WHAT YOU SHOULD DO → Search term "fern": copy each line of the data containing it.

EXERCISE DATA →
────

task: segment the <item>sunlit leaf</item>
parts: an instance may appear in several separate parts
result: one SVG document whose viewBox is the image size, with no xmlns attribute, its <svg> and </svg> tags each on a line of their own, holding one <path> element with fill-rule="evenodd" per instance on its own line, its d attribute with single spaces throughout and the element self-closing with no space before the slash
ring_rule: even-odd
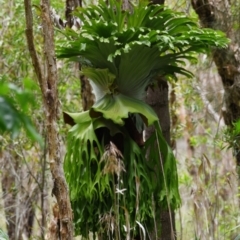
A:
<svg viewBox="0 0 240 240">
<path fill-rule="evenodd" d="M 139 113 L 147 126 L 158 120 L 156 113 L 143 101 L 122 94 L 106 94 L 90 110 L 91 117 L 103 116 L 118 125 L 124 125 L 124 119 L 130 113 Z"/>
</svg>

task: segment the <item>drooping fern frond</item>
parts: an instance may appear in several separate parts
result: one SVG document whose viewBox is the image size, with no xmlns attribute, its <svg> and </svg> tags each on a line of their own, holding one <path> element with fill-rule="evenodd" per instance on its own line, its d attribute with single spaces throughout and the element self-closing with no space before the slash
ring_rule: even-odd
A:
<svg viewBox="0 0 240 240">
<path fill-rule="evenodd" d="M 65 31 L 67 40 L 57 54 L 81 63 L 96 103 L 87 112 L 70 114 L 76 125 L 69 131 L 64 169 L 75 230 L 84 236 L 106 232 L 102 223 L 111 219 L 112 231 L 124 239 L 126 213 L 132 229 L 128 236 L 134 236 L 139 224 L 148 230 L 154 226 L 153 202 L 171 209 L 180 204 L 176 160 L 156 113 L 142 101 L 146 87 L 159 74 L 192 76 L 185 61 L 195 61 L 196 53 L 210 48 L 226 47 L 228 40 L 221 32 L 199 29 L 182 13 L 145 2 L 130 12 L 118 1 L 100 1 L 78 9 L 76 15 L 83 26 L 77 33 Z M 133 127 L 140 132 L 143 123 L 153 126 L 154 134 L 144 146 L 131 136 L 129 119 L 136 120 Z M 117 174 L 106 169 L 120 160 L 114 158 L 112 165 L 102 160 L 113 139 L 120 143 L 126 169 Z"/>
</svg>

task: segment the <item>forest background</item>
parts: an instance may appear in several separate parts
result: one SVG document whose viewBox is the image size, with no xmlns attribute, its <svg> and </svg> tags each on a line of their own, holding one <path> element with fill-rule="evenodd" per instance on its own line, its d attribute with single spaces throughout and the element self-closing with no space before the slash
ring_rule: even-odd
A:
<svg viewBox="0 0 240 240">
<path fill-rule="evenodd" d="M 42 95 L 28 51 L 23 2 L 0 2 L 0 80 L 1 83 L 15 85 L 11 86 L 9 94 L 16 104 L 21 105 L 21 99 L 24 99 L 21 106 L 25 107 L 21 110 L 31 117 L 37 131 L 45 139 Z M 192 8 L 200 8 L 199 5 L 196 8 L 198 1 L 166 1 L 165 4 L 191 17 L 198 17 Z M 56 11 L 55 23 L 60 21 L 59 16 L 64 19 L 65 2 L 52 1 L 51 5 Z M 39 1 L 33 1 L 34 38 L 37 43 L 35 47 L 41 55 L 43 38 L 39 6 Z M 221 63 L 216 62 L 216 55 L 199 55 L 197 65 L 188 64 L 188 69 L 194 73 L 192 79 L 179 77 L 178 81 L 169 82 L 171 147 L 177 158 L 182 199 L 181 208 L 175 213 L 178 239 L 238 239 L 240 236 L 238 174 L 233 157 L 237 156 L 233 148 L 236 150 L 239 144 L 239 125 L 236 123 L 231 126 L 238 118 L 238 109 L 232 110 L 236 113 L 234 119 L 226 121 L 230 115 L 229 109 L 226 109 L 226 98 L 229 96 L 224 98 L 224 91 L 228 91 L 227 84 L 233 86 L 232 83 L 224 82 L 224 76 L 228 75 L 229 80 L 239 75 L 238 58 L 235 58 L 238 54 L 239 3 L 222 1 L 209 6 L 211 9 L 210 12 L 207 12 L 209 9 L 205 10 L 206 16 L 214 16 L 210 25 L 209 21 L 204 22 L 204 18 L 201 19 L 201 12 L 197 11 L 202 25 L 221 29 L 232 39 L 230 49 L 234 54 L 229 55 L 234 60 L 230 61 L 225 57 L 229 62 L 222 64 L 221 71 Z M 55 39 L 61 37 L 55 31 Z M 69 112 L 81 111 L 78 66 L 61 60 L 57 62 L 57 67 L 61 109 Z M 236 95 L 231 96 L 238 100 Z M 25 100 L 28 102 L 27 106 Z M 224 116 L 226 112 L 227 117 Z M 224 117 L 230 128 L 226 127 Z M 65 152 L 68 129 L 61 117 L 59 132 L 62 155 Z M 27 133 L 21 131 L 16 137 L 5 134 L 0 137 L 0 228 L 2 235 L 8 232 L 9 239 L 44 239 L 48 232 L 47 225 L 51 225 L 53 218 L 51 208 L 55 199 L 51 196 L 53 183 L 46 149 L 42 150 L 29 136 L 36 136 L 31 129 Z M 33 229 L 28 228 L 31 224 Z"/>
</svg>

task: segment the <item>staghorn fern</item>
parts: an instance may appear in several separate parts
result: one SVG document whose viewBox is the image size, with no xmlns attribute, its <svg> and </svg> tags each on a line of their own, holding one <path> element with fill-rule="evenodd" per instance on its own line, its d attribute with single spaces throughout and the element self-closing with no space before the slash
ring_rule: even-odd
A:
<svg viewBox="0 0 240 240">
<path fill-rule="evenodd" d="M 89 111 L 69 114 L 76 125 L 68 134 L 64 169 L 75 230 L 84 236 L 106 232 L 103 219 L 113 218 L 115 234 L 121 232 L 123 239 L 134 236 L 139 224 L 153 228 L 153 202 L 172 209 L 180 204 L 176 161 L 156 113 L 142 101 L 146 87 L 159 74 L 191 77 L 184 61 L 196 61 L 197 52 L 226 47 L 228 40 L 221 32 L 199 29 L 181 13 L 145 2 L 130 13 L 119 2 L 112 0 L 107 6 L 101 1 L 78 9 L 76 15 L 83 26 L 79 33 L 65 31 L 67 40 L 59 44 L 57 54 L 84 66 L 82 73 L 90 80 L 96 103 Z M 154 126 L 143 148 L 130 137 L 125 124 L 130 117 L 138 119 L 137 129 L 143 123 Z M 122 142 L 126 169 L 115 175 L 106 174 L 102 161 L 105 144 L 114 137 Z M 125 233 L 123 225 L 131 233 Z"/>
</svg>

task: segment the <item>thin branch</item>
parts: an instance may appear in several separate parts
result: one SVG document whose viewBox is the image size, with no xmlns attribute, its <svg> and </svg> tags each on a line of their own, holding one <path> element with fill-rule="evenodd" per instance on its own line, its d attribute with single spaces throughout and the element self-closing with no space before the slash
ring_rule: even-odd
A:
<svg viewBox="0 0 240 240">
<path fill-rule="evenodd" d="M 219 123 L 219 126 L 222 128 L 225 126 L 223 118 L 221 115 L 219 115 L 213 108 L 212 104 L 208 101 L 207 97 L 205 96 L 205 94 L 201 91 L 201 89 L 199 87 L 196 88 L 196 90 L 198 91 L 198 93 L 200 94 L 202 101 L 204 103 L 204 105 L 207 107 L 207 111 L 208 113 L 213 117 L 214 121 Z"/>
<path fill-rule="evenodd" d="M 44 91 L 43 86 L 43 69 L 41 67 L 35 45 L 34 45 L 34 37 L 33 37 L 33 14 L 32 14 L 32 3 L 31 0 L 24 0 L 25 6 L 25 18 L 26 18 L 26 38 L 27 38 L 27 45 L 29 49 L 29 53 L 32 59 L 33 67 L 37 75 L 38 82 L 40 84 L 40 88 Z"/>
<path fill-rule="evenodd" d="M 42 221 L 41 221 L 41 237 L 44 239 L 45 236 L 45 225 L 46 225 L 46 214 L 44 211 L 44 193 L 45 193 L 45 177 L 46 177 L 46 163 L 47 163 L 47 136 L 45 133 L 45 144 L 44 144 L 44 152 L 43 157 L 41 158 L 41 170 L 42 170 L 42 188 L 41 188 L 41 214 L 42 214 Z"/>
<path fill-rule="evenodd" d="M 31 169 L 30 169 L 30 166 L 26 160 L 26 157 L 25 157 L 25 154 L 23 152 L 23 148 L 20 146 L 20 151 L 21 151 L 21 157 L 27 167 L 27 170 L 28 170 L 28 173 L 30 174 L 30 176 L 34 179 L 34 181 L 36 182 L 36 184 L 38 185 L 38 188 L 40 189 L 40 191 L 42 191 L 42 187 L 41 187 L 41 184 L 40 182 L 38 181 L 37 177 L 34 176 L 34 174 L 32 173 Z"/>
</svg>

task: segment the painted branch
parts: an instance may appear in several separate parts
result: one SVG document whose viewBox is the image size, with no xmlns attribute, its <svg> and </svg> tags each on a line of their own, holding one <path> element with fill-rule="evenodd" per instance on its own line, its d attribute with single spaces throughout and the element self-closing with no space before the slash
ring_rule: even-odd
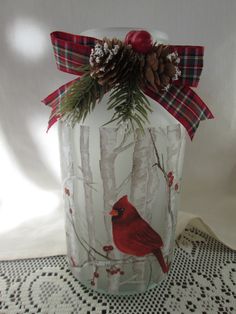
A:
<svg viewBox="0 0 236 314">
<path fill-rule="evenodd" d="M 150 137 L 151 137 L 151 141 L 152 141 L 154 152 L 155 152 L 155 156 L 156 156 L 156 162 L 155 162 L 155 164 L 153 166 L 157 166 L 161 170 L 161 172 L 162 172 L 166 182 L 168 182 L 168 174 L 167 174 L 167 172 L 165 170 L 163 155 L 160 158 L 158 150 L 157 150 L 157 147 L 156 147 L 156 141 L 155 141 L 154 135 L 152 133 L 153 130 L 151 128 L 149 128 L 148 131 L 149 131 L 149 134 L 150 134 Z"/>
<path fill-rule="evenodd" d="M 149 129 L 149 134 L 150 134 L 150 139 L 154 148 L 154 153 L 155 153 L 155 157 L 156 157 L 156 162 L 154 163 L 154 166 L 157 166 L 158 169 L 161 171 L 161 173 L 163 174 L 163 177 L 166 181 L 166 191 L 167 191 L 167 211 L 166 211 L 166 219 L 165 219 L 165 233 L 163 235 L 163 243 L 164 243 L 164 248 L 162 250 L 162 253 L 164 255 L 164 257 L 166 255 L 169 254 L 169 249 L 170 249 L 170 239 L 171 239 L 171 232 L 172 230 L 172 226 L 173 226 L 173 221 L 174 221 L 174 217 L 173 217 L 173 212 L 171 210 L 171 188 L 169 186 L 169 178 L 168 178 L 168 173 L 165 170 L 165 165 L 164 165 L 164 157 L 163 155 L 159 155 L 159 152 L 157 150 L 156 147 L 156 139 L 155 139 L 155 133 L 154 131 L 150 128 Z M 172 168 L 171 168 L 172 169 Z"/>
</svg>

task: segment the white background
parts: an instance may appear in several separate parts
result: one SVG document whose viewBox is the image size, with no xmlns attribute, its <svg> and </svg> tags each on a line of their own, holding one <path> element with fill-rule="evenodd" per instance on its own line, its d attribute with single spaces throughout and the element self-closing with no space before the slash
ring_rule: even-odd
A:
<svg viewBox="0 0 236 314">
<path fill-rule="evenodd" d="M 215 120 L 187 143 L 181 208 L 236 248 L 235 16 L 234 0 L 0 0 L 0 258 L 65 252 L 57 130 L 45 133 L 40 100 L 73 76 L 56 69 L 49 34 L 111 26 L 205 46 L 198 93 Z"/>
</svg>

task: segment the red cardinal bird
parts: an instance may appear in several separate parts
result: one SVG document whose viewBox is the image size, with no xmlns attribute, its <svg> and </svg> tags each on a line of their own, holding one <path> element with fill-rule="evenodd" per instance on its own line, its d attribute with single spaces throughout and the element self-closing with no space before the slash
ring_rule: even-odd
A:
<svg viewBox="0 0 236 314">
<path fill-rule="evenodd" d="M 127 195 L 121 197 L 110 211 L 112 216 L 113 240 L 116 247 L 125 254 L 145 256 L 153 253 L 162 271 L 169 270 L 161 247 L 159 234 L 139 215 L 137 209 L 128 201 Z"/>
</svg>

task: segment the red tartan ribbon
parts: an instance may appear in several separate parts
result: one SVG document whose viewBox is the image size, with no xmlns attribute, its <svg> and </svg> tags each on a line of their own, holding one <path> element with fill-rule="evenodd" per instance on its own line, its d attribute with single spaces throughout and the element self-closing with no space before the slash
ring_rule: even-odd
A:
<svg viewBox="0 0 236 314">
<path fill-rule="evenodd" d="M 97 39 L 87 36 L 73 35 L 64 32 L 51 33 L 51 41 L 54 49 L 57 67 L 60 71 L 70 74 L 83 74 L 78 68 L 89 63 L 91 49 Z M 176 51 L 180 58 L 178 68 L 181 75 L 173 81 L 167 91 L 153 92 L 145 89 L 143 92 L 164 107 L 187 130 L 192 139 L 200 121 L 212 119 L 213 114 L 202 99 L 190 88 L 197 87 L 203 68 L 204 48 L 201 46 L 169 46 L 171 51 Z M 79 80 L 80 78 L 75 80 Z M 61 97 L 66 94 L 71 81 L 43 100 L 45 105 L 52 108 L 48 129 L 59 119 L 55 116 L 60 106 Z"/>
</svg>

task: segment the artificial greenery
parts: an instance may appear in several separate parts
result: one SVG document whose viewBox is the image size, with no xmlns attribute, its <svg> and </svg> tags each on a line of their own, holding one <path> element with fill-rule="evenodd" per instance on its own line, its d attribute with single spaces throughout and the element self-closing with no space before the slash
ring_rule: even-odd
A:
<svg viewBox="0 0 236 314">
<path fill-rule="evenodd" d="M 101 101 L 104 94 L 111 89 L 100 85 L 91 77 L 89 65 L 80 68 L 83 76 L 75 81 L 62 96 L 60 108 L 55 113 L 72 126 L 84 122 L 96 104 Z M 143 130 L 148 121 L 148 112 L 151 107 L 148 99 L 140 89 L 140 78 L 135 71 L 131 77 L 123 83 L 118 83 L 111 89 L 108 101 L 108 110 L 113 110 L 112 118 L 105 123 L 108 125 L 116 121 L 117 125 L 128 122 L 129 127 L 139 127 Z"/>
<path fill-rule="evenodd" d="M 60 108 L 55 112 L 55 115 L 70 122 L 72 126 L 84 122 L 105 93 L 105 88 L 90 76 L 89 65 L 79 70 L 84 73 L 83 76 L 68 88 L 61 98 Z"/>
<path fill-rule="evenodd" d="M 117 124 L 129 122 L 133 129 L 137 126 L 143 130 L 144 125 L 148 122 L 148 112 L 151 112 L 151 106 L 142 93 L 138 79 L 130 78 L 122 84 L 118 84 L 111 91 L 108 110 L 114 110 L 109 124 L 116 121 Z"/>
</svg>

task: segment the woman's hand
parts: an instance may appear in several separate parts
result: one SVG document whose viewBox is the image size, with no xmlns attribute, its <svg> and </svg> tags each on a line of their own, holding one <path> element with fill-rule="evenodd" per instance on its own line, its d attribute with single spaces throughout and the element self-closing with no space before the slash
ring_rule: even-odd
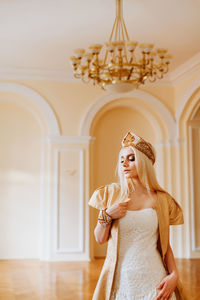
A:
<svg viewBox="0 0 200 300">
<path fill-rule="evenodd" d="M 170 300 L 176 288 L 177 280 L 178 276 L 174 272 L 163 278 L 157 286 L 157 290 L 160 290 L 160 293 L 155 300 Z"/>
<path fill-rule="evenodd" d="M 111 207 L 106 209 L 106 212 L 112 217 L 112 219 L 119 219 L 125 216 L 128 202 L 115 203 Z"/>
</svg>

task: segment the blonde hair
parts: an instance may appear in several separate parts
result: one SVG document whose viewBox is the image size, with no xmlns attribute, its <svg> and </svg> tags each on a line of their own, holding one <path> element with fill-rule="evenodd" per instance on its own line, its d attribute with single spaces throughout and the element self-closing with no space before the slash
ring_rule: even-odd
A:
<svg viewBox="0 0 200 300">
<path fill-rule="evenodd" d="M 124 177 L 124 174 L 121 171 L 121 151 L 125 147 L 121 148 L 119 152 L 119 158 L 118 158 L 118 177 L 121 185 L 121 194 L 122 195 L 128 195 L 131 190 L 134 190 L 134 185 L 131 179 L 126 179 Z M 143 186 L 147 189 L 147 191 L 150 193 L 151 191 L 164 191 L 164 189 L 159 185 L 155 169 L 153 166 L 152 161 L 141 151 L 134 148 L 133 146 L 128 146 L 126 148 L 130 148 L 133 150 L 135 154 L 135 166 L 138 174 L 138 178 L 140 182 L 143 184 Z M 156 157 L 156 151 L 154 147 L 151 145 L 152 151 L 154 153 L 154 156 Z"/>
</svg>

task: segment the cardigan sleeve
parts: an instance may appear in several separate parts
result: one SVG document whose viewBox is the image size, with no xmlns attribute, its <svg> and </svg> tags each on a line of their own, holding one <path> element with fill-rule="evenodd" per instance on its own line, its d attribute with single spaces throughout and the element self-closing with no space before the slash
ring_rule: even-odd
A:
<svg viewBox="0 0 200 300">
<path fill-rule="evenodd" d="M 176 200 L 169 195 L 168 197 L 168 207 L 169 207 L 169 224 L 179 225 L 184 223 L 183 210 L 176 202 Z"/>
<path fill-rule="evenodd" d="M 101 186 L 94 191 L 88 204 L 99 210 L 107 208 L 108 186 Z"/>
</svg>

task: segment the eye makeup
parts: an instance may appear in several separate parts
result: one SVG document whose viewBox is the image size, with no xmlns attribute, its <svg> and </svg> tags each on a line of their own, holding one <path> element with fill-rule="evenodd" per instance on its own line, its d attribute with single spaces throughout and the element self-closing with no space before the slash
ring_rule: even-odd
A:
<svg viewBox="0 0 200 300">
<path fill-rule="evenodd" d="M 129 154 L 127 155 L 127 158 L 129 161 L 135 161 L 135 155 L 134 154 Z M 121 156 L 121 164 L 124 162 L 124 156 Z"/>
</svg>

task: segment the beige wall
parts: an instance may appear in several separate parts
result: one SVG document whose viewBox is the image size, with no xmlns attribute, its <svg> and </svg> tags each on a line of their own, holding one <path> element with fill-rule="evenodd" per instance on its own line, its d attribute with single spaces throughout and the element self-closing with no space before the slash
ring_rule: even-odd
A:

────

YOUR RESPONSE →
task: segment the <item>drooping fern frond</item>
task: segment the <item>staghorn fern</item>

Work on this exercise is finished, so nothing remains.